Supplied text:
····················

# Edward The Keirghul



## Terrormaster (Sep 27, 2007)

Keirghul's are an old and ancient race from a time long forgotten. Many of their species are arrogant and refuse to associate with most of the denizens of Faegoria. Edward is a long time companion of Fineas, grounds keeper in the Forlorn Haunting Grounds. The two prowl the haunting grounds keeping the denizens in line. Considering the very nature of the Kerighul, it is uncertain how the two became acquainted or the terms of their partnership. The origin of the name Edward is unclear as well. But one can presume it is because whatever his true name might be that it is entirely unpronounceable in any known tongue.


----------



## Fright Yard (Jul 12, 2006)

very cool!


----------



## Lauriebeast (Feb 27, 2007)

Wow! what a beautiful character AND backstory. You just keep gettin better 'n better, Terr. I really love this piece and would like to see more pics of this guy. GREAT JOB!


----------



## morbidmike (Sep 11, 2009)

very nice job looks cool


----------



## Kaoru (May 6, 2009)

Final outcome looks great! Glad you were able to wrap this up tonight. Yeah that yellow amber color mix looks good. Despit the fact that its hard to find any facial expression I can't help but still think Edward is a sad character. Dont know why....


----------



## RoxyBlue (Oct 6, 2008)

I agree, Kaoru - for a creepy prop, he has a touchingly wistful expression. You almost want to hold his version of a hand and tell him, "It's going to be okay - really"

Well done, Terror!


----------



## Spooky1 (Aug 25, 2008)

He came out great. The lighting is perfect.


----------



## The Watcher (Sep 13, 2008)

What a nice build. Great job.


----------



## Johnmonster (Sep 4, 2009)

That is really cool. The Lovecraftian look is I think one of the least tapped but best resources for really disturbing props. That's the kind of thing from which nightmares are made. I really like the lore that ties your creations together.


----------



## Denhaunt (Aug 18, 2006)

Great job TM. I love the eyes!


----------



## Just Whisper (Jan 19, 2009)

way cool, and totally original.


----------



## IMU (Apr 8, 2009)

Nice work ... the yellow is a very creepy choice.


----------



## spideranne (Jul 17, 2006)

Nice prop. There is tons of expression in the eyes.


----------



## cerinad (Jun 23, 2008)

Hey, that's really creepy! I love it..


----------



## hpropman (Jul 27, 2008)

Wow really top notch work! you are going to have a very creepy yard this year. Do you tell the back stories to the people or place a sign with the stories?


----------



## Terrormaster (Sep 27, 2007)

Thanks again everyone for all the great comments on this piece. So far he's been one of my favorites.


----------

····················

Records:
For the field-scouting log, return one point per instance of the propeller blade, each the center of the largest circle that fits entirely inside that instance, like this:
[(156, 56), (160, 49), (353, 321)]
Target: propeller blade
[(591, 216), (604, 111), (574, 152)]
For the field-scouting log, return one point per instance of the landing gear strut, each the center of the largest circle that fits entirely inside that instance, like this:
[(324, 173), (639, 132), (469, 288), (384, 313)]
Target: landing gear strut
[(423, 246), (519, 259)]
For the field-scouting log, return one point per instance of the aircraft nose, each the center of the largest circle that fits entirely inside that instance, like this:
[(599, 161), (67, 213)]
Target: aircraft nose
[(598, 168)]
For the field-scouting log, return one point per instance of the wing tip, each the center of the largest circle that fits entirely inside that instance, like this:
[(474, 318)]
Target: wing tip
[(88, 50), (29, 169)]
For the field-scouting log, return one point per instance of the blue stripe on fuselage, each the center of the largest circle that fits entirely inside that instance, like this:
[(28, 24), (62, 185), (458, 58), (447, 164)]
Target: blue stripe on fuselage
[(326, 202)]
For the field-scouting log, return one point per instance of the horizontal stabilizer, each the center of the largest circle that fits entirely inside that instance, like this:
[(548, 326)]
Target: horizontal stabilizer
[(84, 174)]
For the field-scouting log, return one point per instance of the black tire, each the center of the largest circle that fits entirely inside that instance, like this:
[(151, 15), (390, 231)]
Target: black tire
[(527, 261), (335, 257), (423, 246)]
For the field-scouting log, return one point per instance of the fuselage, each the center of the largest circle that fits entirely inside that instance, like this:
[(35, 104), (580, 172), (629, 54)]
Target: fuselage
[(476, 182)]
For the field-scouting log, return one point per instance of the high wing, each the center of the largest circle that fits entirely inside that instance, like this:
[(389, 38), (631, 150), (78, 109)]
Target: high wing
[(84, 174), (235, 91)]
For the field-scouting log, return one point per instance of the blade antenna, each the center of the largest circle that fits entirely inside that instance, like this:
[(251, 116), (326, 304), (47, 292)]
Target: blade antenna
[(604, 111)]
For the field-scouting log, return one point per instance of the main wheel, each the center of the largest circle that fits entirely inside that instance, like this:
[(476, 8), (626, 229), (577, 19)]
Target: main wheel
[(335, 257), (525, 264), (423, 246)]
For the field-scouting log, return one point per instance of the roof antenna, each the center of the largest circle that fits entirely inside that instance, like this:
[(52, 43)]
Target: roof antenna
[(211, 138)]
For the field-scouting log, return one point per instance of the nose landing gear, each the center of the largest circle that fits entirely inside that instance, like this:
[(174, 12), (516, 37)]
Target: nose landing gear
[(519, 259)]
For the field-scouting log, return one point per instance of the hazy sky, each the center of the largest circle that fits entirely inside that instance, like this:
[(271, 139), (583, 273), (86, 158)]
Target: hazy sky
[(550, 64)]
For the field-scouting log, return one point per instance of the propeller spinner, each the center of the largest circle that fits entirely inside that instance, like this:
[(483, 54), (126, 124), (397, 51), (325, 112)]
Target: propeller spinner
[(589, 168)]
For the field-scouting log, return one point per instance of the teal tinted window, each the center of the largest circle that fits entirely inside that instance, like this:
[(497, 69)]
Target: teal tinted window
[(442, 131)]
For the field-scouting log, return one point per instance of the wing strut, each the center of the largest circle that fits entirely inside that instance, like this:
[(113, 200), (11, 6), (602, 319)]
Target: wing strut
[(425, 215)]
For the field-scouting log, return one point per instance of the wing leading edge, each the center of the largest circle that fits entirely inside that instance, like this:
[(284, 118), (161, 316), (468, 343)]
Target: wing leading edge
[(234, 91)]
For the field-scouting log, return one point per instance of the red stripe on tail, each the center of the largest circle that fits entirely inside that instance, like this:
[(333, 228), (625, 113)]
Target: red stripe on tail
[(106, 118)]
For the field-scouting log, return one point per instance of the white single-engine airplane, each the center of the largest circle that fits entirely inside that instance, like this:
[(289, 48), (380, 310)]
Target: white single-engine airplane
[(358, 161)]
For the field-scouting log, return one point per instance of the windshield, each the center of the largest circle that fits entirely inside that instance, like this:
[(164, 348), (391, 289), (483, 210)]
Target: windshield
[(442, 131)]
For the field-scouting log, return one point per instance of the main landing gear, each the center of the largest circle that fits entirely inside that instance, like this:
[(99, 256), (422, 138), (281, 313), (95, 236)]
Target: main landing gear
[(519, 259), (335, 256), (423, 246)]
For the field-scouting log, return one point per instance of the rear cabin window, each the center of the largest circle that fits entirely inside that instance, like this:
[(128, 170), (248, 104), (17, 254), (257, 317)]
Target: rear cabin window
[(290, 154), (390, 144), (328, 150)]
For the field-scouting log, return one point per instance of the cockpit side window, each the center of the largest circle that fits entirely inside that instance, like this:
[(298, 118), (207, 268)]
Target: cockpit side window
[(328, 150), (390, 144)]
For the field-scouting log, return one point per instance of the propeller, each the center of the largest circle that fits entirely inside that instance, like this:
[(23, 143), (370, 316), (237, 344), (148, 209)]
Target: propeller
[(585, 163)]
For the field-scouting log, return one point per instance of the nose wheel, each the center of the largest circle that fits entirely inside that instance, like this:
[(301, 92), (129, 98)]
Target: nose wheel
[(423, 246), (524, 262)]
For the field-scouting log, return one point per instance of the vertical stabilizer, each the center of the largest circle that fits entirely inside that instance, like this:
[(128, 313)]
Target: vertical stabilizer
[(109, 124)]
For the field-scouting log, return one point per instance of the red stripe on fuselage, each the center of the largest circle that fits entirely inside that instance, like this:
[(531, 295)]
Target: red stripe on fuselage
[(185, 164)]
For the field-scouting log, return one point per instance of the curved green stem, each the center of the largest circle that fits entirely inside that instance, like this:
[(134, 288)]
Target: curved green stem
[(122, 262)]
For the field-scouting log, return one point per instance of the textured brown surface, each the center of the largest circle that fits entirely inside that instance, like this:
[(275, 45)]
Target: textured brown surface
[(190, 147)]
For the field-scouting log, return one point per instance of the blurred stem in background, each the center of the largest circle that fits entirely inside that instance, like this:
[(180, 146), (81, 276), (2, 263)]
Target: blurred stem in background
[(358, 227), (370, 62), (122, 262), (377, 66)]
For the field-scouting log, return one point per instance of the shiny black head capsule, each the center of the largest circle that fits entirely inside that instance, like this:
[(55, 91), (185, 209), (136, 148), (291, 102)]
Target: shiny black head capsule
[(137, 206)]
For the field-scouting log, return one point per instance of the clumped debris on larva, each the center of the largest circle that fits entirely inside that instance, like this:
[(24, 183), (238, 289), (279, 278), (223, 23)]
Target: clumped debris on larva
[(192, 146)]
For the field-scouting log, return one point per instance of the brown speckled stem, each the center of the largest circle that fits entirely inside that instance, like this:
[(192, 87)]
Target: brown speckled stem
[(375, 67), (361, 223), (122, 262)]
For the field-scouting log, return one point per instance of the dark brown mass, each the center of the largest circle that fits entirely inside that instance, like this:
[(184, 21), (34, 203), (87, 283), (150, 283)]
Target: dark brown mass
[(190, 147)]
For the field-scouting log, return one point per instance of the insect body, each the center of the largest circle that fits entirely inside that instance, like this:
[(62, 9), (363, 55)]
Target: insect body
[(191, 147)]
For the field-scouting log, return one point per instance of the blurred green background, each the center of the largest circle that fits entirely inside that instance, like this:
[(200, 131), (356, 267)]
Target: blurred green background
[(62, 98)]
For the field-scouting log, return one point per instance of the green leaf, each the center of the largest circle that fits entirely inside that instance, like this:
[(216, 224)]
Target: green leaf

····················

What is asked:
**A)** Copy the part of the Edward the Keirghul thread between "That is really" and "(Aug 18, 2006)", inclusive.
**B)** Turn the paragraph of the Edward the Keirghul thread starting "Keirghul's are an old and ancient race" into a short bulleted list that keeps its main facts.
**C)** In the Edward the Keirghul thread, where does Fineas work as grounds keeper?
The entries have nothing to do with this work.

Answer set:
**A)**
That is really cool. The Lovecraftian look is I think one of the least tapped but best resources for really disturbing props. That's the kind of thing from which nightmares are made. I really like the lore that ties your creations together.


----------



## Denhaunt (Aug 18, 2006)

**B)**
- Keirghuls are an ancient race from a long-forgotten time.
- Many of them are arrogant and avoid most of the denizens of Faegoria.
- Edward is a long-time companion of Fineas, grounds keeper in the Forlorn Haunting Grounds.
- Together they prowl the haunting grounds and keep the denizens in line.
- How they met and the terms of their partnership are uncertain.
- The origin of the name Edward is also unclear, perhaps because his true name can't be pronounced in any known tongue.

**C)** In the Forlorn Haunting Grounds.